>>>>>

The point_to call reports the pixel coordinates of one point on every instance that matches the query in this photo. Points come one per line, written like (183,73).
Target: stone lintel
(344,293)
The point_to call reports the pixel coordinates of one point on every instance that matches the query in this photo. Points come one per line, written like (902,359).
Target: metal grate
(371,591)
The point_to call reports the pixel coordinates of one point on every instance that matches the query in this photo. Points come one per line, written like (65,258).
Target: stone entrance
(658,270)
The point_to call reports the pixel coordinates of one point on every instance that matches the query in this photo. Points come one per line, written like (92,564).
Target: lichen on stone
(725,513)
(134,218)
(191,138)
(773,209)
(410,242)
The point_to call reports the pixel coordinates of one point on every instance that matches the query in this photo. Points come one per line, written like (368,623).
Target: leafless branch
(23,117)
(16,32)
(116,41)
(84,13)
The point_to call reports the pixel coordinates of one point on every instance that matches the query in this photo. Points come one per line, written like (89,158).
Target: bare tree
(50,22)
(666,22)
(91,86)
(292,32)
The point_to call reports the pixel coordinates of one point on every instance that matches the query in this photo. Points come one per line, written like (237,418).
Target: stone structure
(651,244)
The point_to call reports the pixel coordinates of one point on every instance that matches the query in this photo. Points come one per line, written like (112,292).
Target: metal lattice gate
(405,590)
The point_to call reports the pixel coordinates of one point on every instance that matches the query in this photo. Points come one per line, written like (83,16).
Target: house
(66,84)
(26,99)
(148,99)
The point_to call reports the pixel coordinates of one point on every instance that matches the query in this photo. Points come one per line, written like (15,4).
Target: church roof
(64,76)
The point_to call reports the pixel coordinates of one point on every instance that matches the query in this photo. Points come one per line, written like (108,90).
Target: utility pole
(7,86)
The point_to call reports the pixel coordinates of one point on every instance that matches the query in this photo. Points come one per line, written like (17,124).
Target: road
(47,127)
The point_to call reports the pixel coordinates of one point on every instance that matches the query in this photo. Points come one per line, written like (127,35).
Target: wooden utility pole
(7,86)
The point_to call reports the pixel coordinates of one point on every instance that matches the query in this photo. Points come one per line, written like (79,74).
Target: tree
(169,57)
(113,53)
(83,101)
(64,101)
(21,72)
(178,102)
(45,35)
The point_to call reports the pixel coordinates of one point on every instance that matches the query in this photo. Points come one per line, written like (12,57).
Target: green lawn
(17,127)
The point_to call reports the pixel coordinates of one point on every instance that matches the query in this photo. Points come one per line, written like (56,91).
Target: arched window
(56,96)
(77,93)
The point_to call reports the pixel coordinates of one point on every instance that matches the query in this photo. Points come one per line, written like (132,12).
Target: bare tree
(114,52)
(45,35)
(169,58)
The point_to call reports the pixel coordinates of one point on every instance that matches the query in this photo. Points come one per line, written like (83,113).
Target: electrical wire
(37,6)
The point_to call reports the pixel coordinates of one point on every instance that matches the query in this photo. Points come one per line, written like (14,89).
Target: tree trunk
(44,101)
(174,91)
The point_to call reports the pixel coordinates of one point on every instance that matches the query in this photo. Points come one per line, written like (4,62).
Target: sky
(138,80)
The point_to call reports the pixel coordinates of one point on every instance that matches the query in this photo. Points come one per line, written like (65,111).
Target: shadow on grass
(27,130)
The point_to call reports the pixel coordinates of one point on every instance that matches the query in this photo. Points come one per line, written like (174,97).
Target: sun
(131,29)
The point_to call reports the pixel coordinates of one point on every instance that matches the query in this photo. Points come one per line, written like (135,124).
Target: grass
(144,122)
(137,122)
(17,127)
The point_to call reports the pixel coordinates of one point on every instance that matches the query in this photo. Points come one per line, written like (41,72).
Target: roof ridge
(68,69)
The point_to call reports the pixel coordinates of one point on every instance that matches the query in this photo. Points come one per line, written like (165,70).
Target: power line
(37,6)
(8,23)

<<<<<

*EXERCISE GOAL:*
Which lines run from the one with "Target: sun" through the end of the listing above? Restate them word for word, with nothing else.

*WORKED SOLUTION:*
Target: sun
(131,29)
The point_to call reports the pixel coordinates of one point on every instance that matches the query in this photo. Points come one per line, written like (135,124).
Target: grass
(144,122)
(137,122)
(17,127)
The point_to call reports the pixel coordinates of one point on every instance that matches the query in this photo. Points come one per line, written like (41,72).
Target: roof ridge
(68,69)
The point_to call reports the pixel coordinates of one point on every instance that matches the query in this photo. Points come one per line, written like (165,70).
Target: power line
(37,6)
(8,23)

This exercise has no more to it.